(EXERCISE DIRECTIONS)
Please repeat, from the entries that follow, the lines from the one containing "Keypoints: one point per instance, placed on the space" through the one containing "Category: white plastic bag" exactly, adding nothing.

(RECORDS FOR THE TASK)
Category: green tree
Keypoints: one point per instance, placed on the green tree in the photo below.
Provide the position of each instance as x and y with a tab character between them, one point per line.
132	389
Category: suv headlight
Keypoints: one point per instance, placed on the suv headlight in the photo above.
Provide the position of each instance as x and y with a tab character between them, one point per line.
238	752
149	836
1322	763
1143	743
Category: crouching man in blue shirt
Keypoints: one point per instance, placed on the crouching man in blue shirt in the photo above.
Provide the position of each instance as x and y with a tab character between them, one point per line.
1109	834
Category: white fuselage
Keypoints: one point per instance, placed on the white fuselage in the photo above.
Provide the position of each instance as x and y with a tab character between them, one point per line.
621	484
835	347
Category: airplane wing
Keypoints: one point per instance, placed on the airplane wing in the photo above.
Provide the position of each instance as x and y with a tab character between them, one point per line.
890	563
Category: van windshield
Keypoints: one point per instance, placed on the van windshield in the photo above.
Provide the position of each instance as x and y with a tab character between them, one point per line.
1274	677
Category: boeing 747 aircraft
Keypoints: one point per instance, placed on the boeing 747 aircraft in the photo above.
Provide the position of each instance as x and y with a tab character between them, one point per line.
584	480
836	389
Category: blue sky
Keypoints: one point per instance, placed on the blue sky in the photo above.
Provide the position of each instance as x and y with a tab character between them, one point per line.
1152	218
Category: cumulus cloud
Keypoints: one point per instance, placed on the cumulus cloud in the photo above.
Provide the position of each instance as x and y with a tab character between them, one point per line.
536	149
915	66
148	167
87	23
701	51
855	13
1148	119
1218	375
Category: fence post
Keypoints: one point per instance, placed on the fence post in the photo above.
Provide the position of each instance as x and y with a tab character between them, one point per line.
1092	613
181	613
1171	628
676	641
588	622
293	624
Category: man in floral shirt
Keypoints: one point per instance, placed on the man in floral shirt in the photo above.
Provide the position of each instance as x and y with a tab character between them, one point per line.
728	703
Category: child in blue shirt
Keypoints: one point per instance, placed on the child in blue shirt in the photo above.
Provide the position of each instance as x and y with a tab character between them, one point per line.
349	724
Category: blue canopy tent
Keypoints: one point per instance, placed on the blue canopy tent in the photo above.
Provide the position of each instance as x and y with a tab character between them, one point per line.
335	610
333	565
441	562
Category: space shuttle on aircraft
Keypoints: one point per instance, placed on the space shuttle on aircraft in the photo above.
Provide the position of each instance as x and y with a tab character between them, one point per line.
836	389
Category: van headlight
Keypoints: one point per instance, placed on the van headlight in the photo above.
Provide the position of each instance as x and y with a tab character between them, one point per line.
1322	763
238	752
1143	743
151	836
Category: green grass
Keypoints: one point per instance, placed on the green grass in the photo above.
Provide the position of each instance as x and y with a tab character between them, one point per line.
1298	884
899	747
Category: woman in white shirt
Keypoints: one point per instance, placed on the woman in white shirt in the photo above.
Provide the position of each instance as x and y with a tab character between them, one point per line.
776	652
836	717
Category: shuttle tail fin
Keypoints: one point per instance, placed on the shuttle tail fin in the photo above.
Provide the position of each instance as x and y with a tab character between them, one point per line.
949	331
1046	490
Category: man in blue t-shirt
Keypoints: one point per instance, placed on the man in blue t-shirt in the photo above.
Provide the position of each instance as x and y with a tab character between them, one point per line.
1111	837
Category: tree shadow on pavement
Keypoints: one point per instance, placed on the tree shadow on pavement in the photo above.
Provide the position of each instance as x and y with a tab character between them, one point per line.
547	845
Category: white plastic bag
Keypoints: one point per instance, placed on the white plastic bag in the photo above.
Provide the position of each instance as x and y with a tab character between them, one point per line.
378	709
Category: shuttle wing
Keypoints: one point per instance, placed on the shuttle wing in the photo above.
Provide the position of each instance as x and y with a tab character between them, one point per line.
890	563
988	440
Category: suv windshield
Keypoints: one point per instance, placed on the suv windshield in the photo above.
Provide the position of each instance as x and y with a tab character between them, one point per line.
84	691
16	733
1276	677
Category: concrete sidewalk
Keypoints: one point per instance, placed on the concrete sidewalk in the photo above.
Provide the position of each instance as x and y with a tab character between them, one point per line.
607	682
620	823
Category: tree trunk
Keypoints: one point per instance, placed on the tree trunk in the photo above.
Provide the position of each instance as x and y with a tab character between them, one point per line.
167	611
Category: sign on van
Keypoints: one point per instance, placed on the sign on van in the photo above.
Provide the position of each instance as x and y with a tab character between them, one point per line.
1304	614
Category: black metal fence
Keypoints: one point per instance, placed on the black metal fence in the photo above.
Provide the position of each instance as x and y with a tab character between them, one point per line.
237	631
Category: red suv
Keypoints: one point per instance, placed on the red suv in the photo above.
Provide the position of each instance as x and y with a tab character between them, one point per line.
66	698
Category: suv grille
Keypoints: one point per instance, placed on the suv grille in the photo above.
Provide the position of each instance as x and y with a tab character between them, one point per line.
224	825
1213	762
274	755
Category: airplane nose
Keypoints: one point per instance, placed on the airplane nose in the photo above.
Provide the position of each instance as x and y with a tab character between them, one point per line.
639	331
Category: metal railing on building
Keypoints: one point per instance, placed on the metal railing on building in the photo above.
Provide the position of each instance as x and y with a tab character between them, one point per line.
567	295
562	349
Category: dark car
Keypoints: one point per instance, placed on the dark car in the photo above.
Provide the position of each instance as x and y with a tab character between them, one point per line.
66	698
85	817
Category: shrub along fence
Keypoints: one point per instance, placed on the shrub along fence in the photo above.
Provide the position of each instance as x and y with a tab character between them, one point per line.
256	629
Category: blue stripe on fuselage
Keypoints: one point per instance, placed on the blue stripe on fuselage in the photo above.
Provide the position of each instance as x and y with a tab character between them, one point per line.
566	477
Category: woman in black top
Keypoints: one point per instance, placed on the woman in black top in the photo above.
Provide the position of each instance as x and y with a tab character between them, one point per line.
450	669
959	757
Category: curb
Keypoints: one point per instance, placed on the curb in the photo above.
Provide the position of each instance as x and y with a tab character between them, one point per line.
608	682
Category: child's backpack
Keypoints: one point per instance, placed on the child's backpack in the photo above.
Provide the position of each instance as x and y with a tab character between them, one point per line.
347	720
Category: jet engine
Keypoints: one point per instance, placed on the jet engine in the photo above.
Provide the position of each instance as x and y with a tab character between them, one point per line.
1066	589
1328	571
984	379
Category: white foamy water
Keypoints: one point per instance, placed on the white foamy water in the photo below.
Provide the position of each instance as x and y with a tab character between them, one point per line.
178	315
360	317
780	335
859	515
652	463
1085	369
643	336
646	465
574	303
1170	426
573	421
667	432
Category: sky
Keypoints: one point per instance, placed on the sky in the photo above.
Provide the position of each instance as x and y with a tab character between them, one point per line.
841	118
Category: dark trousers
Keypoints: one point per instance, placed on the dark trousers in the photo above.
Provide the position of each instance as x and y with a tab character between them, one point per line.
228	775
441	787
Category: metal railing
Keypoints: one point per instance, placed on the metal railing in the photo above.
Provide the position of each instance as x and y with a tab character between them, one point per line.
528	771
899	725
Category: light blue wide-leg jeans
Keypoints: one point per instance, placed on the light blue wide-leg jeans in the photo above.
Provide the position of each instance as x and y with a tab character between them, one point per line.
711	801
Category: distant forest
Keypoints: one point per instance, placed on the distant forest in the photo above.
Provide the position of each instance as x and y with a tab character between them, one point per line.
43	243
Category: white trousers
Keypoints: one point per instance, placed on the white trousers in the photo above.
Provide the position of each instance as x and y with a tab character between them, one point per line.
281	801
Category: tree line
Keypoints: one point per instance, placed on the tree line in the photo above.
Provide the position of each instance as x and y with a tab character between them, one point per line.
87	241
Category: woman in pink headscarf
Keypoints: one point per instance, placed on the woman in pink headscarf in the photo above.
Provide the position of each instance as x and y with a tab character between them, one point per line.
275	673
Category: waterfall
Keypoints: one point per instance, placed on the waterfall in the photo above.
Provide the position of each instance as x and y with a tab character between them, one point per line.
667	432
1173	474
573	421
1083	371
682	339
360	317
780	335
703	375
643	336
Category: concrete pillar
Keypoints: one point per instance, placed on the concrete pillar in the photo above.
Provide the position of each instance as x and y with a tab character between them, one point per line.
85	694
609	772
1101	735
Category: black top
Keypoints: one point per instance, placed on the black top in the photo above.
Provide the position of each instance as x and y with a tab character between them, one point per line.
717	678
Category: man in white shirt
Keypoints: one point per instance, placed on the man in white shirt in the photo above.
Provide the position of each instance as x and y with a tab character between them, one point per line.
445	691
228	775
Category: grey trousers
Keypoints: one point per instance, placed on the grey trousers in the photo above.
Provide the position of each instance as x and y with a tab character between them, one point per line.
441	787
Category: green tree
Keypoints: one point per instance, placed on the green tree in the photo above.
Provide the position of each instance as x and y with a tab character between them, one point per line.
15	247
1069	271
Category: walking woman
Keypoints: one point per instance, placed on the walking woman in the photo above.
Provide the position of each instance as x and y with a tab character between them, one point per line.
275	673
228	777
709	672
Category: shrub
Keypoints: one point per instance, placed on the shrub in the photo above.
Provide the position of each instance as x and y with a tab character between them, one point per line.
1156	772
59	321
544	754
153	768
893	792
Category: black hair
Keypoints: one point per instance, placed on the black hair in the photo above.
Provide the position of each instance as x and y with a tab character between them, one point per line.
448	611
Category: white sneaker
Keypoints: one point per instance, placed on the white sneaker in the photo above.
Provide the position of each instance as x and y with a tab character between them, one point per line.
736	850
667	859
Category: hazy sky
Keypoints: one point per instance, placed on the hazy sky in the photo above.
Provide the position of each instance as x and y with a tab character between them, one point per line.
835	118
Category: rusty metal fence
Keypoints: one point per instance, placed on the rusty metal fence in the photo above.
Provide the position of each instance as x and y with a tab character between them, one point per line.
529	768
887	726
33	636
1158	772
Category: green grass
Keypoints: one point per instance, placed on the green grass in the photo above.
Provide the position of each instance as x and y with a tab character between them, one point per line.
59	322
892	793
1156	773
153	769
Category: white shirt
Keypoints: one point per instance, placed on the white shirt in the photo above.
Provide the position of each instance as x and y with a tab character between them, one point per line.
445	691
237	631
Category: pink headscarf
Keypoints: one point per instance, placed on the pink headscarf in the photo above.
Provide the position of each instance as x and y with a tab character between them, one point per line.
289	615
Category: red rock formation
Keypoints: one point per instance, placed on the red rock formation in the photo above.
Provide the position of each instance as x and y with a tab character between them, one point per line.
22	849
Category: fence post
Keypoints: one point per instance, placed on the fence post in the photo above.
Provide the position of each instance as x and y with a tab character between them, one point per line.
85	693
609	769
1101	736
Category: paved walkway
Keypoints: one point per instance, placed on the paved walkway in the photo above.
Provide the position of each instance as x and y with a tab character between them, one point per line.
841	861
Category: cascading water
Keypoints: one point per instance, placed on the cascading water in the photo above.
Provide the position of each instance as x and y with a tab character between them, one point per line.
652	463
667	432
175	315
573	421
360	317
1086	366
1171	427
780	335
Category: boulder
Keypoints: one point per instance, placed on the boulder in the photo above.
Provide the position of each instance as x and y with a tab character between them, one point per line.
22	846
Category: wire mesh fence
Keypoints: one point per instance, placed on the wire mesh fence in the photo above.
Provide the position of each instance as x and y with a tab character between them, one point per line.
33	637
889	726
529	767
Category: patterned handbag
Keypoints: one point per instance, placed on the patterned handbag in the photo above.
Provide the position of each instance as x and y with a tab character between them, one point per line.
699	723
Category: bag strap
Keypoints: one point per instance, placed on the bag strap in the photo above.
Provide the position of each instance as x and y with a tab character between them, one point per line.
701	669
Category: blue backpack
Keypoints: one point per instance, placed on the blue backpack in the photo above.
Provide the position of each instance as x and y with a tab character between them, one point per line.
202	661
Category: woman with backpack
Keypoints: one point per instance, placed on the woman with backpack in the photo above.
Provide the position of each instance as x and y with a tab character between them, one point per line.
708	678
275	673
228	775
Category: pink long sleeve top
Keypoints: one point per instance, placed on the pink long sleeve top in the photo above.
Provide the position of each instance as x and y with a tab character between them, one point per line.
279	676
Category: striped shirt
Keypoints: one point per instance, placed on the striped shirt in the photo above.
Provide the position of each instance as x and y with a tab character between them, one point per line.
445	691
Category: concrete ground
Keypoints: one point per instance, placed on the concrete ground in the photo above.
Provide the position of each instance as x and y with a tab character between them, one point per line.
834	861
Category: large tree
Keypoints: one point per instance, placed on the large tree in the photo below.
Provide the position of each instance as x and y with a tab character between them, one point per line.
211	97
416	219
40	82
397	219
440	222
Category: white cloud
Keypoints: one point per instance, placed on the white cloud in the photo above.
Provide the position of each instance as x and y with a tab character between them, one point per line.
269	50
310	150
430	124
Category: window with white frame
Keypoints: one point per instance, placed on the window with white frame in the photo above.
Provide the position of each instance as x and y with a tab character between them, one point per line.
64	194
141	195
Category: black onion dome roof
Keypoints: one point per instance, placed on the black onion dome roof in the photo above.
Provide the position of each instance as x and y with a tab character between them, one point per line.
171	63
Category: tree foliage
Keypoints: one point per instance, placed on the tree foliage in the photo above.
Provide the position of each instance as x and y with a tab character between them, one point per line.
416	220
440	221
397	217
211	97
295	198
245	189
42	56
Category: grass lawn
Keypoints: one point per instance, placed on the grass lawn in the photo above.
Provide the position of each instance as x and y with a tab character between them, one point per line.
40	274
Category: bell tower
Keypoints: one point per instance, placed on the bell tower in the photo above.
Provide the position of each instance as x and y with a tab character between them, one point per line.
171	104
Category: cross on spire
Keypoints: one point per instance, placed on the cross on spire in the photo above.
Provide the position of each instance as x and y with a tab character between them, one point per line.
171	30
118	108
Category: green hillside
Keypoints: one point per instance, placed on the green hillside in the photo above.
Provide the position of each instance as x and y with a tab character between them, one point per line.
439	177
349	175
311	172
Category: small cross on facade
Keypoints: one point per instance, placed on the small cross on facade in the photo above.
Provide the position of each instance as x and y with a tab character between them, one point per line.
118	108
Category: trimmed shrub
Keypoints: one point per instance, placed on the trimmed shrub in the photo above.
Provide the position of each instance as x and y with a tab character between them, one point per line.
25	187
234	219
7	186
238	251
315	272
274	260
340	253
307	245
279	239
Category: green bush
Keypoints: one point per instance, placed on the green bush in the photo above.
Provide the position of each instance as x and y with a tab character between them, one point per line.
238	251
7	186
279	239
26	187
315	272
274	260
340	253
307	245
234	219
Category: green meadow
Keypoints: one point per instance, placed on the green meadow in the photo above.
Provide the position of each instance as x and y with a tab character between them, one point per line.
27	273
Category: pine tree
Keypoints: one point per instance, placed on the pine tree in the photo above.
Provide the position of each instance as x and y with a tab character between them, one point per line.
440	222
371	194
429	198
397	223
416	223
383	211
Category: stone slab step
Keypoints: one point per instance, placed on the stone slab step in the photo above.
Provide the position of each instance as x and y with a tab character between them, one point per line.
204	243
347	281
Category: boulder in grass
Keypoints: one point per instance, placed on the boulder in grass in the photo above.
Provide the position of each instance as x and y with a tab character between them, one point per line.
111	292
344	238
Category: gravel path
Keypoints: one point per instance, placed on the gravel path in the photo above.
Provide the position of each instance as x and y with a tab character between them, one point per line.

(TASK OUTPUT)
Keypoints: one point per instance, placed on the space shuttle on aircraft in the photo above.
Provide the position of each instance as x and y with a tab character between them, one point per line.
836	389
Category: van headlight
Keypoints: one point per instance, placed on the van headlight in the photo above.
Provide the position of each instance as x and y with a tab character between them, one point per line.
1322	763
238	752
1143	743
151	836
Category: green grass
Keypoints: one point per instance, placed on the green grass in the photo above.
Provide the position of each instance as x and y with a tab character between them, one point per line.
1298	884
899	747
Category: woman in white shirt
Keypoints: one point per instance, placed on the woman in white shirt in the photo above.
Provide the position of each instance as x and y with a tab character between them, one point per line.
776	652
836	717
Category: shuttle tail fin
Keypoints: one point per instance, placed on the shuttle tail fin in the photo above.
Provide the position of each instance as x and y with a tab character between them, one point per line.
949	331
1046	490
Category: man in blue t-shirt
Keypoints: one point per instance, placed on the man in blue t-shirt in the photo above.
Provide the position of each instance as x and y with a tab character between them, one point per line.
1111	837
Category: tree shadow on pavement
Keypoints: one point per instance, placed on the tree shadow on pavement in the photo above.
Provide the position of each instance as x and y with a tab character between them, one point per line.
547	845
Category: white plastic bag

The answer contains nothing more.